Task item |
Would you transcribe each of the entries exactly, with nothing added or dropped?

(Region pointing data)
────────────────
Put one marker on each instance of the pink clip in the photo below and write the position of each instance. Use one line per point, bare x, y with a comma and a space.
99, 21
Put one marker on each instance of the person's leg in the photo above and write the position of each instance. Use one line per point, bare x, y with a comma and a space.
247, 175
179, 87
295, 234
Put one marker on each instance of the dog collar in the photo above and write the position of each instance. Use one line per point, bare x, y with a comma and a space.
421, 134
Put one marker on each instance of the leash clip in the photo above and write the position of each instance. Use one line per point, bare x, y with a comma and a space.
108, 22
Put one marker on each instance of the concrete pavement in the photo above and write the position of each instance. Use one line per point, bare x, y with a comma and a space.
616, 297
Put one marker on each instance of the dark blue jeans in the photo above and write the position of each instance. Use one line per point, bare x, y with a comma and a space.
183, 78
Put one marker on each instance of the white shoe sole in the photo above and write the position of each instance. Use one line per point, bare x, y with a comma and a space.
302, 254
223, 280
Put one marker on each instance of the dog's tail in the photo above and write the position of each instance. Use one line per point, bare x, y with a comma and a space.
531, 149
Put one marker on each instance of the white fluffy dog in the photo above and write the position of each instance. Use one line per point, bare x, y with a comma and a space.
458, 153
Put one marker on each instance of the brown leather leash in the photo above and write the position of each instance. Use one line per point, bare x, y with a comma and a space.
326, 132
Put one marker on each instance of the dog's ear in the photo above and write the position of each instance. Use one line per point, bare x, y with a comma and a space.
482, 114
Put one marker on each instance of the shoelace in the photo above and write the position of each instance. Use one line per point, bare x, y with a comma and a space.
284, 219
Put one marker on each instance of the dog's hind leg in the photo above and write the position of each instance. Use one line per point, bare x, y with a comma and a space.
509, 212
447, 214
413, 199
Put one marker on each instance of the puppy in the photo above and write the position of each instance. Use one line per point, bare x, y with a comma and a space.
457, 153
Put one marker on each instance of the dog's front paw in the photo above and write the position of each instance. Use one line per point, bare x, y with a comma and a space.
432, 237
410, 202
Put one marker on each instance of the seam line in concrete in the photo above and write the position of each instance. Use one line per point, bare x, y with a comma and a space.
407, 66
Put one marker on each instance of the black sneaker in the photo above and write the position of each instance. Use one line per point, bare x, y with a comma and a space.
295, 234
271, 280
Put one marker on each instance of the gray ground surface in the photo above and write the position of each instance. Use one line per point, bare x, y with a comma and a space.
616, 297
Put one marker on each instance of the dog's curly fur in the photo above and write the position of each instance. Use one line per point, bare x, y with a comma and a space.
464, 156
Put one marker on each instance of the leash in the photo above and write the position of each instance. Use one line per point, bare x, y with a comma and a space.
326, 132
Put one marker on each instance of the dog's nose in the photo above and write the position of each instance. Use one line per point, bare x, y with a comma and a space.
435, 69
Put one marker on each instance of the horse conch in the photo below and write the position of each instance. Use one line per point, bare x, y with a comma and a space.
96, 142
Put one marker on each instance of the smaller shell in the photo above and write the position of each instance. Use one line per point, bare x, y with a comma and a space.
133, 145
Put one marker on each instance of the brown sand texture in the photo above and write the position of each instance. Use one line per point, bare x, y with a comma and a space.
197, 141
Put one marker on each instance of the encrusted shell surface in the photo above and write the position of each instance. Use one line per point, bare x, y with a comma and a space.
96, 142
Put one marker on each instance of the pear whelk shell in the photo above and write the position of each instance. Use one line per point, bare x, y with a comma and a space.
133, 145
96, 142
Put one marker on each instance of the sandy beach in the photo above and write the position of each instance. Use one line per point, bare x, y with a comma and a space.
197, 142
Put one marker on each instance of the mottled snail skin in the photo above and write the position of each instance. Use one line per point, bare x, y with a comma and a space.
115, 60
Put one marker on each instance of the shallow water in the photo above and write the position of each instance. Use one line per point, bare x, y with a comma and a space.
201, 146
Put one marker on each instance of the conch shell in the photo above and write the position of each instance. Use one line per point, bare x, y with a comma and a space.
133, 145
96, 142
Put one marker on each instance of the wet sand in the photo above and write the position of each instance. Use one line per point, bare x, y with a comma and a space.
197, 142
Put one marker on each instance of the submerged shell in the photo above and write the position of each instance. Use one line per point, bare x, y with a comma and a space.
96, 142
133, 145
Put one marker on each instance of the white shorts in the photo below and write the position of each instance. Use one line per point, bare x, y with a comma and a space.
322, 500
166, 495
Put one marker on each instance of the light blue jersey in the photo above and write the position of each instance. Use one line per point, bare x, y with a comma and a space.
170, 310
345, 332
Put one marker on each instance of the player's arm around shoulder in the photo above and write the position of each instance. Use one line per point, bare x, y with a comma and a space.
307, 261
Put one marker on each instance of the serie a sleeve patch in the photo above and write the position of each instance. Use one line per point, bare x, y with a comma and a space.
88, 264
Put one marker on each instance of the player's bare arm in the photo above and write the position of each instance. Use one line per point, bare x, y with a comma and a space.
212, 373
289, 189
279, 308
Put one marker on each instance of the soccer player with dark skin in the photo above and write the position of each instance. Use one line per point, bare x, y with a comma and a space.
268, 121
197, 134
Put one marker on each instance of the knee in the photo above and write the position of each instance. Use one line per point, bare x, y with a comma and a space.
────────────────
Your response |
Put one marker on each instance of the pink clip in the photo below and write the position of each instance. Use one line per point, bare x, y with a comma and a space.
99, 21
Put one marker on each instance of the person's leg in the photo above and write the position of each instance. Use one line per point, bare x, y with a comma and a space.
247, 175
179, 87
295, 234
Put one marker on each instance of the dog collar in the photo above and write the position of each instance. Use one line per point, bare x, y with a comma and a space.
421, 134
Put one marker on each instance of the leash clip in the photo above and write the position of each instance. Use one line per point, bare x, y with a comma and a space.
108, 22
Put one marker on each instance of the concrete pavement in the photo above and write the position of each instance. Use one line per point, bare x, y with a comma and a space.
616, 297
Put one marker on each instance of the dark blue jeans in the photo above and write the position of each instance. Use one line per point, bare x, y with a comma and a space.
183, 78
Put one marker on each instance of the white shoe sole in the photo above and write the position of each instance. Use one line per point, bare x, y with a comma and a space.
302, 254
223, 280
Put one marker on each instance of the dog's tail in the photo above and write the position of each instance. Use one line per point, bare x, y with a comma and a space.
531, 149
Put one marker on each instance of the white fluffy dog in the photo above and write the position of each instance. Use one line per point, bare x, y with a comma and a space.
458, 153
Put one marker on each instance of the brown leather leash in the photo above and write the position of each instance. Use one line per point, bare x, y with a comma and a space.
326, 132
Put one marker on each instance of the dog's ear in the photo above and write the position of each instance. Use one line per point, bare x, y with a comma and a space.
482, 114
Put one marker on each instance of the shoelace in the photo above and write the position of each instance. Use one line per point, bare x, y with a comma and a space.
284, 219
Put one marker on each instance of the dog's hind leg in the photo above and write the position of each instance. Use one line per point, bare x, y with a comma and a space.
509, 212
447, 214
413, 199
Put one marker on each instance of the puppy in the photo above and write the position of each instance. Use one line per point, bare x, y with a comma and a space.
457, 153
Put one marker on each instance of the dog's front paw in the photo above and write the position of each instance. Use one line per point, bare x, y with a comma and a space.
432, 237
410, 202
Put one marker on each instance of the seam line in concrete in the photo above and write the position of each instance. Use one line per point, bare x, y with a comma and a space.
407, 66
Put one marker on each instance of the black sneaker in the photo above and write the position of each instance. Use one line per point, bare x, y with a comma and a space.
295, 234
271, 280
Put one marker on each instance of the gray ground surface in the photo above and write the position of each instance. Use one line per point, bare x, y with a comma and a space.
616, 297
Put one marker on each instance of the dog's curly fur in the photo above and write the position of each instance. Use one line per point, bare x, y with a comma and a space.
464, 156
Put one marker on each instance of the leash in the photo above and write the position of each instance. Use one line per point, bare x, y with a comma and a space.
326, 132
Put one marker on each instance of the dog's nose in the photo above and write the position of each instance. Use one line per point, bare x, y with a comma and a space.
435, 69
Put one marker on each instance of the horse conch in the photo below and write the position of each instance. Use one line per point, bare x, y with a comma and a space.
96, 142
Put one marker on each instance of the smaller shell in the photo above and write the position of each instance. Use one line per point, bare x, y with a comma and a space.
133, 145
Put one marker on each instance of the brown sand texture in the photo above and write the position of each instance. Use one line per point, bare x, y with a comma and a space.
197, 141
Put one marker on each instance of the encrusted shell surface in the photo above and write the position of each instance. Use one line per point, bare x, y with a comma and a space.
96, 142
Put one marker on each instance of the pear whelk shell in the photo above and write the position of each instance. Use one line per point, bare x, y with a comma and a space.
133, 145
96, 142
Put one marker on each instance of the sandy beach in the photo above and write the position of each instance. Use one line per point, bare x, y with a comma and a space.
197, 142
Put one marker on each instance of the mottled snail skin in the photo above and write the position of each instance. Use one line per point, bare x, y with a comma and a space.
115, 60
Put one marker on each instance of the shallow water in the photo above and write the position of each instance. Use one line per point, bare x, y with a comma and a space.
201, 146
Put one marker on each instance of the conch shell in the photo above and write the position of each instance. Use one line per point, bare x, y with a comma and a space.
133, 145
96, 142
Put one marker on each instance of the wet sand in the photo above and write the position of each instance. Use one line per point, bare x, y with a comma and a space.
197, 142
Put one marker on each instance of the submerged shell in the photo above and write the position of each instance. Use one line per point, bare x, y with a comma and a space.
96, 142
133, 145
Put one marker on each instance of the white shorts in the photo below and write the position of each instance. Use one line per point, bare x, y with a comma and a space.
322, 500
166, 495
Put one marker on each instance of the light blue jersey in the photo above and write the position of each instance. Use one line per point, bare x, y with a comma and a space.
170, 310
345, 332
Put one marker on each instance of the player's arm around shoulder in the photo above and write the position of each instance. Use one line per point, bare x, y with a comma and a space.
307, 261
Put one marker on each instance of the serie a sleeve patch in the photo above and write the position of each instance. Use one line per point, bare x, y with a comma and a space.
88, 264
Put one marker on each instance of the player's bare arm in the photo above and write the position of each instance. Use one line per point, bare x, y with a comma and a space.
212, 373
289, 189
279, 308
Put one marker on each instance of the soccer player with dark skin in the photo above and write the position of each instance. Use one line per point, bare x, y with a comma and a space.
268, 121
197, 134
Put one marker on each instance of the knee in the photo above and write the position of each instance. Use one line per point, bare x, y with a comma and a space.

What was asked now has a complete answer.